Reproduce all of the data that follows, character for character.
— Begin TASK MATERIAL —
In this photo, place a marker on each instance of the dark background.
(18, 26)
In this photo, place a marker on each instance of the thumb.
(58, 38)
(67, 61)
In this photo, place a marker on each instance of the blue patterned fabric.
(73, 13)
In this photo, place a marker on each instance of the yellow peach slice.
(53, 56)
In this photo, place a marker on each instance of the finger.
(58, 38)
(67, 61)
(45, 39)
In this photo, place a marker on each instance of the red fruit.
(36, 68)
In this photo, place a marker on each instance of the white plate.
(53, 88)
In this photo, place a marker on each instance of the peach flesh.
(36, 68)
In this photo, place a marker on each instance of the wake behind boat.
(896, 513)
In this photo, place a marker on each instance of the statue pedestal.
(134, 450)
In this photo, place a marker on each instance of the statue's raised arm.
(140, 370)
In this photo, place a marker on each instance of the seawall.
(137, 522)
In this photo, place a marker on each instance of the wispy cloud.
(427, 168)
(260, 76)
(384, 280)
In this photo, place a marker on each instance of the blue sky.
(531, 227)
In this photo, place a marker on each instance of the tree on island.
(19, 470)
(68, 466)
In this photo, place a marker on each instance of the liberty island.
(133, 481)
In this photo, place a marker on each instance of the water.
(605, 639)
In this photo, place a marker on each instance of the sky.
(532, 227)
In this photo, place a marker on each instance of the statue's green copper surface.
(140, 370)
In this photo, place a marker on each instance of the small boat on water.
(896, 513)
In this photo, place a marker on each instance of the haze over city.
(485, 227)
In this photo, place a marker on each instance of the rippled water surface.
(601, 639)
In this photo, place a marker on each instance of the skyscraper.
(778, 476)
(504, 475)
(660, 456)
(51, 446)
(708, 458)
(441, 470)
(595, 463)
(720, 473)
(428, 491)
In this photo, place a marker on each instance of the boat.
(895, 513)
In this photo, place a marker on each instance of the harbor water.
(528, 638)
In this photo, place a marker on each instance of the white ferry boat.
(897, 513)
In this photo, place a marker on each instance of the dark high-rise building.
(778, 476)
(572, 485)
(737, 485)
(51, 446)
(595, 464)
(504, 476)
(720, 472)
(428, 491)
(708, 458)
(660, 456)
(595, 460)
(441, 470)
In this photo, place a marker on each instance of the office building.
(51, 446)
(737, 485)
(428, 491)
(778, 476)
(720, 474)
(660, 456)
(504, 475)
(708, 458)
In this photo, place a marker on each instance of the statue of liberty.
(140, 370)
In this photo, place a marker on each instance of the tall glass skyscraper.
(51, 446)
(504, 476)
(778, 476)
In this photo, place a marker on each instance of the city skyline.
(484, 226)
— End TASK MATERIAL —
*WORKED SOLUTION*.
In this photo, place a marker on each instance of the dark background.
(18, 26)
In this photo, place a marker on each instance of the thumb.
(58, 38)
(67, 61)
In this photo, place a marker on each instance of the blue patterned fabric.
(73, 13)
In this photo, place a marker on each instance of the yellow peach slice.
(53, 56)
In this photo, place a marker on each instance of the finger.
(58, 38)
(67, 61)
(45, 39)
In this photo, place a marker on each instance of the red fruit.
(36, 68)
In this photo, place a marker on each instance of the white plate.
(53, 88)
In this photo, place a marker on each instance of the peach flesh.
(36, 68)
In this photo, place a marker on each instance of the wake behind boat.
(896, 513)
In this photo, place a marker on each instance of the statue pedestal.
(134, 450)
In this photo, place a marker on each instance of the statue's raised arm.
(140, 370)
In this photo, place a marker on each instance of the seawall.
(137, 522)
In this photo, place a marker on each instance of the wispy cloud.
(427, 168)
(260, 76)
(384, 280)
In this photo, place a marker on each instance of the blue sky.
(531, 227)
In this photo, place a marker on each instance of the tree on island.
(19, 470)
(68, 466)
In this photo, place a marker on each instance of the liberty island.
(133, 481)
In this photo, place a marker on each instance of the water.
(605, 639)
In this photo, place a marker on each instance of the sky.
(532, 227)
In this photo, place a marker on each instance of the statue's green copper surface.
(140, 370)
In this photo, place a marker on each instance of the small boat on water.
(896, 513)
In this photo, place a marker on each instance of the haze over city.
(485, 227)
In this photo, place a marker on each instance of the rippled water surface.
(601, 639)
In this photo, place a marker on each instance of the skyscraper.
(778, 476)
(504, 475)
(660, 456)
(51, 446)
(708, 458)
(441, 470)
(595, 463)
(720, 473)
(428, 491)
In this photo, place a marker on each instance of the boat.
(895, 513)
In this photo, place a marker on each instance of the harbor water.
(528, 638)
In this photo, place a marker on each instance of the white ferry boat.
(897, 513)
In this photo, place a marker on each instance of the dark high-rise building.
(778, 476)
(572, 485)
(737, 485)
(51, 446)
(595, 464)
(504, 476)
(720, 472)
(428, 491)
(708, 458)
(660, 456)
(595, 460)
(441, 470)
In this photo, place a marker on each instance of the office building.
(51, 446)
(737, 485)
(428, 491)
(778, 476)
(720, 474)
(660, 456)
(504, 475)
(708, 458)
In this photo, place a marker on each instance of the statue of liberty.
(140, 370)
In this photo, place a marker on each instance of the tall glass skyscraper.
(51, 446)
(504, 476)
(778, 476)
In this photo, place a marker on each instance of the city skyline.
(484, 226)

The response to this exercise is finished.